[Begin DOCUMENT SEGMENT]

Now there is a Divineguma Bill which seeks to centralize activities that should be done at the local level and funds earmarked for them should be allocated to the Provincial Councils and the local bodies.

The government might be tempted to cripple the Provincial Councils and the Pradeshiya Sabhas by starving them of funds while also denying them the power to tax and to borrow.

The government must accept the need for decentralization, at least, if not devolution of power. A measure of decentralization is indispensable for a system of active popular rule. Simply put, “power to the people and equal opportunities for all” is the way of narrowing the widening gap between expected performance and actual performance in public service delivery.

The argument is that without the opportunity to exercise local influence, citizens become estranged from one another, and from the public organs that governs them. Do we want to estrange the Tamil people from the organs of the State? Isn’t this what is happening now?

We have decentralization through the kachcheris and the divisional secretaries. But these units functioning in the North and East will have to give ear to the local people and hence to the local MPs. But the MPs should not be allowed to exercise power without responsibility. Nor are national level MPs expected to be involved in Executive decision-making at the grassroots level.

[End DOCUMENT SEGMENT]
[Begin COLLECTED MATERIAL]

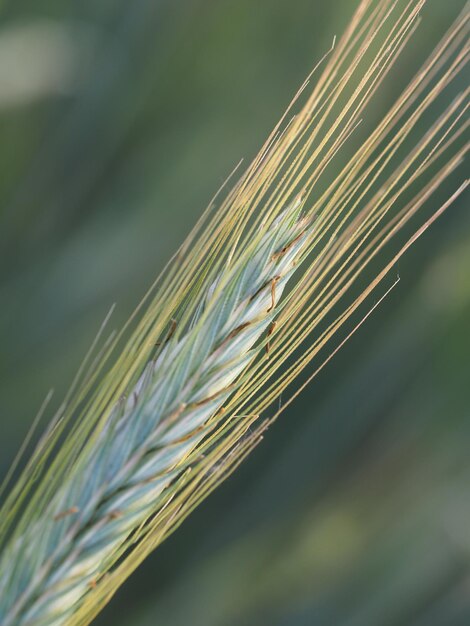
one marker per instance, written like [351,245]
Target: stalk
[149,436]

[End COLLECTED MATERIAL]

WRITTEN PROBLEM:
In the commentary on decentralization, through which units does decentralization already exist? Please rely only on the commentary on decentralization, not on the listing.

TASK OUTPUT:
Through the kachcheris and the divisional secretaries.